> [WORK TO BE COMPLETED]
Search the records below for the line containing "Can you see the green". Write out that line and every line after it exactly as written.

╭─ DATA LISTING

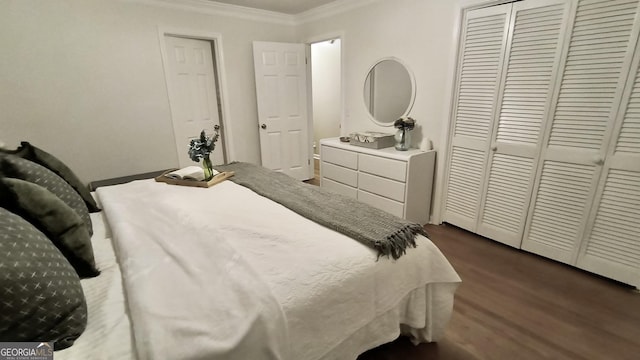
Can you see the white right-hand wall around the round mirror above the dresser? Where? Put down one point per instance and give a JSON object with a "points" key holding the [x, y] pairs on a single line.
{"points": [[423, 34]]}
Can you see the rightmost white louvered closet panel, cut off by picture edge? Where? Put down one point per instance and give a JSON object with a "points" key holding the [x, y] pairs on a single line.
{"points": [[612, 243]]}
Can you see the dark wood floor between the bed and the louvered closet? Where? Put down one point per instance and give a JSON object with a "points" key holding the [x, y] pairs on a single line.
{"points": [[516, 305]]}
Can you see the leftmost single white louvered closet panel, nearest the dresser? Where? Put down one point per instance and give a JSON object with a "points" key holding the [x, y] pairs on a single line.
{"points": [[483, 41]]}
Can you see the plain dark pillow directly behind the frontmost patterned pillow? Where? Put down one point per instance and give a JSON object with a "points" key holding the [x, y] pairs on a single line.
{"points": [[54, 218]]}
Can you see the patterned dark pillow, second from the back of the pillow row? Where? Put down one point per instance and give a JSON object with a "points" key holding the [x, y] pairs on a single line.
{"points": [[19, 168]]}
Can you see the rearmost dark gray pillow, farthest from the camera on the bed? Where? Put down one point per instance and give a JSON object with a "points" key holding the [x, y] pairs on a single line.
{"points": [[32, 153]]}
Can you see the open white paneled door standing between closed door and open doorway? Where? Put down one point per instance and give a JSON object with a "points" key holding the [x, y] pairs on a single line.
{"points": [[283, 108]]}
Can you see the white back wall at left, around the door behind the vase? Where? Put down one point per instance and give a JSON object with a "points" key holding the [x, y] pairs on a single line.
{"points": [[84, 80]]}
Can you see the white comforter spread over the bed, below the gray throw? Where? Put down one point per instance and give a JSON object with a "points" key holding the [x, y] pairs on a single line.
{"points": [[225, 272]]}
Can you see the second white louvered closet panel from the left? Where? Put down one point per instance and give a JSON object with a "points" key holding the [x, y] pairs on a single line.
{"points": [[531, 66]]}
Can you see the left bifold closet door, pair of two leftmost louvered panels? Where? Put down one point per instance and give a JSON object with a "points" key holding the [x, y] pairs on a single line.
{"points": [[496, 141]]}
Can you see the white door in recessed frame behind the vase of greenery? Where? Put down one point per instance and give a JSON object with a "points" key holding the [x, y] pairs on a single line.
{"points": [[192, 94]]}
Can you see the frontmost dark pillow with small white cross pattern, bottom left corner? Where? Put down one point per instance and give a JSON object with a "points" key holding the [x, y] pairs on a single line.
{"points": [[42, 299]]}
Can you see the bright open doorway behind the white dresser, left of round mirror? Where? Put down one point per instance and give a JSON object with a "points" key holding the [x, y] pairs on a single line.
{"points": [[326, 91]]}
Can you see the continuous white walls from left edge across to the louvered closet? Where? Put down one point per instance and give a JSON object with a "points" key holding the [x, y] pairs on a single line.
{"points": [[84, 78]]}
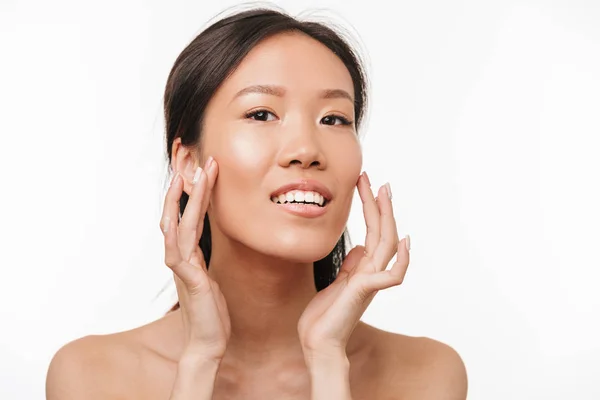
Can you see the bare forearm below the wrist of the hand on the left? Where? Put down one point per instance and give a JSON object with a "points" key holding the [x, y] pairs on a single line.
{"points": [[195, 378]]}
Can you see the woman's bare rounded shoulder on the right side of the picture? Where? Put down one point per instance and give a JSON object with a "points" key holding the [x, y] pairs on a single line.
{"points": [[418, 368]]}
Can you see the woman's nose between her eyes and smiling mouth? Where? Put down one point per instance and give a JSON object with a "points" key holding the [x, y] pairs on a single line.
{"points": [[301, 147]]}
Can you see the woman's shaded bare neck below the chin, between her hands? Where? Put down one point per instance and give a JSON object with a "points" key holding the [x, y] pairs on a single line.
{"points": [[265, 298]]}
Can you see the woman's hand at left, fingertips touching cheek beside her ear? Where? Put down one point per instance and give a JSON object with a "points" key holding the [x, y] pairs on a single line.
{"points": [[206, 320]]}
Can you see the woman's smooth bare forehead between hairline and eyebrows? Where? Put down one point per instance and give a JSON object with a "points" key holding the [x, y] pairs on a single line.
{"points": [[294, 60]]}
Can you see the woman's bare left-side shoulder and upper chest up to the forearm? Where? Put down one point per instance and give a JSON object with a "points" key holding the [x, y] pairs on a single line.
{"points": [[137, 363]]}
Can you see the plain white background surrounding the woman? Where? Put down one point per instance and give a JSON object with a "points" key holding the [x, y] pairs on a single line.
{"points": [[484, 118]]}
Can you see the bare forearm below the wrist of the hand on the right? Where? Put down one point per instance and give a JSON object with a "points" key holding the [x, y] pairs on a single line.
{"points": [[330, 378]]}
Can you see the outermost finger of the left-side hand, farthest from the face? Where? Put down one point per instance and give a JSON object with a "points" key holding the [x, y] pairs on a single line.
{"points": [[168, 224]]}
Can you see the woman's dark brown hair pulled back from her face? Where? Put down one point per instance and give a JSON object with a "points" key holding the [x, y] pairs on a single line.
{"points": [[210, 58]]}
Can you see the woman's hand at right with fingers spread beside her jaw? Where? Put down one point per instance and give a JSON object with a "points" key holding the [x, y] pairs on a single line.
{"points": [[329, 319]]}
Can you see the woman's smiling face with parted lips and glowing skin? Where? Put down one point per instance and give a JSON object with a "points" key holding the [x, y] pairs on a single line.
{"points": [[278, 120]]}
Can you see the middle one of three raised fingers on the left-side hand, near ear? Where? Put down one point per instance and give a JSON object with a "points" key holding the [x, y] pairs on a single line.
{"points": [[188, 226]]}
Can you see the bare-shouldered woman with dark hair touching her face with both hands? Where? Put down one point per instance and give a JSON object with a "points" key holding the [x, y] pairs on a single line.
{"points": [[262, 112]]}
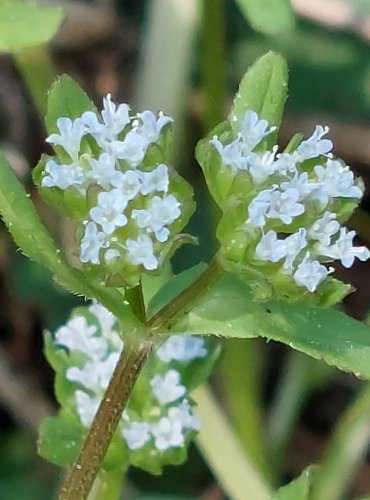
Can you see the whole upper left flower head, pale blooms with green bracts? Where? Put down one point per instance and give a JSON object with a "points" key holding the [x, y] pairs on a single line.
{"points": [[110, 175]]}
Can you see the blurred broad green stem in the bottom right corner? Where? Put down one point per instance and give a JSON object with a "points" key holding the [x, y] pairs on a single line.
{"points": [[346, 450]]}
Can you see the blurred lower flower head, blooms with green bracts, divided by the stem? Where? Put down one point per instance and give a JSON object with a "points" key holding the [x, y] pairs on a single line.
{"points": [[159, 417]]}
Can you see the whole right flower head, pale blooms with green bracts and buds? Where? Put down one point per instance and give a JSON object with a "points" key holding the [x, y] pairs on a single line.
{"points": [[284, 210]]}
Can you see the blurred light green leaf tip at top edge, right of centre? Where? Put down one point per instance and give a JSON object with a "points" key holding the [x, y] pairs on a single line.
{"points": [[270, 17]]}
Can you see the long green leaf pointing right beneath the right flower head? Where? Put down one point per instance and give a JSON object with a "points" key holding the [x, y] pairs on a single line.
{"points": [[228, 310]]}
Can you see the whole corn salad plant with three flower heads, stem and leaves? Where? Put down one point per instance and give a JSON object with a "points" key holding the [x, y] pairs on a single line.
{"points": [[126, 363]]}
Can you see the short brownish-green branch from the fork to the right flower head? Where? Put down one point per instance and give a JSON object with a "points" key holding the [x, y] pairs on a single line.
{"points": [[184, 300]]}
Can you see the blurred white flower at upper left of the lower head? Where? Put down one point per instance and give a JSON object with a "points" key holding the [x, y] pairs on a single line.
{"points": [[78, 335]]}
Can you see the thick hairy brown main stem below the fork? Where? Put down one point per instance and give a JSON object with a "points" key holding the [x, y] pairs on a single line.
{"points": [[87, 466]]}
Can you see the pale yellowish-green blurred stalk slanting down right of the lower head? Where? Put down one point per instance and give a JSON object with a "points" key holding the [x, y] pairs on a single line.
{"points": [[236, 473]]}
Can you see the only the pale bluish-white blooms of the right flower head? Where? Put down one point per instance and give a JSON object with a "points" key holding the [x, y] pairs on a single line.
{"points": [[290, 185]]}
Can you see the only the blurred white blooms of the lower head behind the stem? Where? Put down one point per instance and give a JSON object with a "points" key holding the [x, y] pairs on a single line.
{"points": [[171, 419]]}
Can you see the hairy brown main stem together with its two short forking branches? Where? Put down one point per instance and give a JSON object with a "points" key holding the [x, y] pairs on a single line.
{"points": [[86, 468]]}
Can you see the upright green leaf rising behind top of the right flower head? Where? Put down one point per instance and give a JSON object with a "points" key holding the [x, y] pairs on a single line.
{"points": [[264, 90]]}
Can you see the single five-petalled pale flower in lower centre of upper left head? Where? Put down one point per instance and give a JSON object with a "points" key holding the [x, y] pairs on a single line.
{"points": [[109, 211]]}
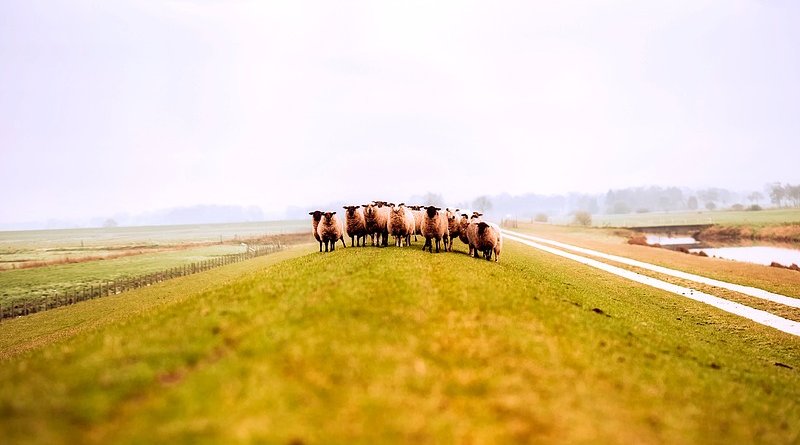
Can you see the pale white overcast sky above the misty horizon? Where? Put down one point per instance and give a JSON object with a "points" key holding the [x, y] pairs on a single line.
{"points": [[132, 106]]}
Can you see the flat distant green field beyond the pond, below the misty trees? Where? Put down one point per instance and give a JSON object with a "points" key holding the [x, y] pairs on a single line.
{"points": [[725, 217]]}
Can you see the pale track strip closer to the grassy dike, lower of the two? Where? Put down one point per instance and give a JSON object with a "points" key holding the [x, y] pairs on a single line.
{"points": [[756, 315]]}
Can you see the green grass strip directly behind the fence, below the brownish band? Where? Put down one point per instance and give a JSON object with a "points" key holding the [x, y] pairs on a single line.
{"points": [[30, 284]]}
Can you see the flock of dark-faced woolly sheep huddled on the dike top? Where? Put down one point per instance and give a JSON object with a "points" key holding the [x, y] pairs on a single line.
{"points": [[380, 219]]}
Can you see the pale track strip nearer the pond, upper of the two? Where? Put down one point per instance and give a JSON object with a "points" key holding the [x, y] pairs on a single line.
{"points": [[747, 290]]}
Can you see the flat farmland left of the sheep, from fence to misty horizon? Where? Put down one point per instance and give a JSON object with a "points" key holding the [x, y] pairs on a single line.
{"points": [[68, 260]]}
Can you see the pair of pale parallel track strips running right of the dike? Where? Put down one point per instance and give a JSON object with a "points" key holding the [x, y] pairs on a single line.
{"points": [[756, 315]]}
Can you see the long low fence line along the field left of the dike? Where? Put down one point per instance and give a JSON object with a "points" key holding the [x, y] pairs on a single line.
{"points": [[118, 286]]}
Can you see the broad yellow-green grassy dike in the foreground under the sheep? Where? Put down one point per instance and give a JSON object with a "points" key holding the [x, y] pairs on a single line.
{"points": [[400, 346]]}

╰─

> [RESPONSE TO THIS TASK]
Can you see the green grass strip directly behind the fence, below the brownish band? Where? Put down one point per instance and give a JSON object with a "points" key holding the [x, y] pairs on a single line.
{"points": [[30, 284]]}
Can you see the flock of dark-faced woolly sheep huddled on the dike top? Where? Put down one point per instance and give a JSON object with a "points" key holding the [x, y] pairs on a single line.
{"points": [[380, 219]]}
Can you see the pale track strip nearer the pond, upper of the two? Where? Put down one point per instance and give a JSON object with a "points" key holding the [x, y] pairs on a single line.
{"points": [[747, 290]]}
Can you see the flat farmland left of the sheep, from fence to misty horizon? Where? Put down one point per instance and give a JSON object with a "points" key holding the [x, y] pairs on a single line.
{"points": [[68, 260]]}
Can you see the pair of pale parallel track strips running right of the dike? Where? Put down one point per instance and give a JSON object with a "points" key holding the [x, y] pairs on a single line.
{"points": [[756, 315]]}
Can you see the long low fence line along the field left of the dike? Where? Put down one point per instance and give a JSON object with a "points" key holding the [x, y] pairs on a single line.
{"points": [[118, 286]]}
Can you see the broad yellow-green grassy dike in the foreground under the sheep? Where? Put down one point per instance and give a JSON object with a "points" key holding the [x, y] pairs on a single line.
{"points": [[400, 346]]}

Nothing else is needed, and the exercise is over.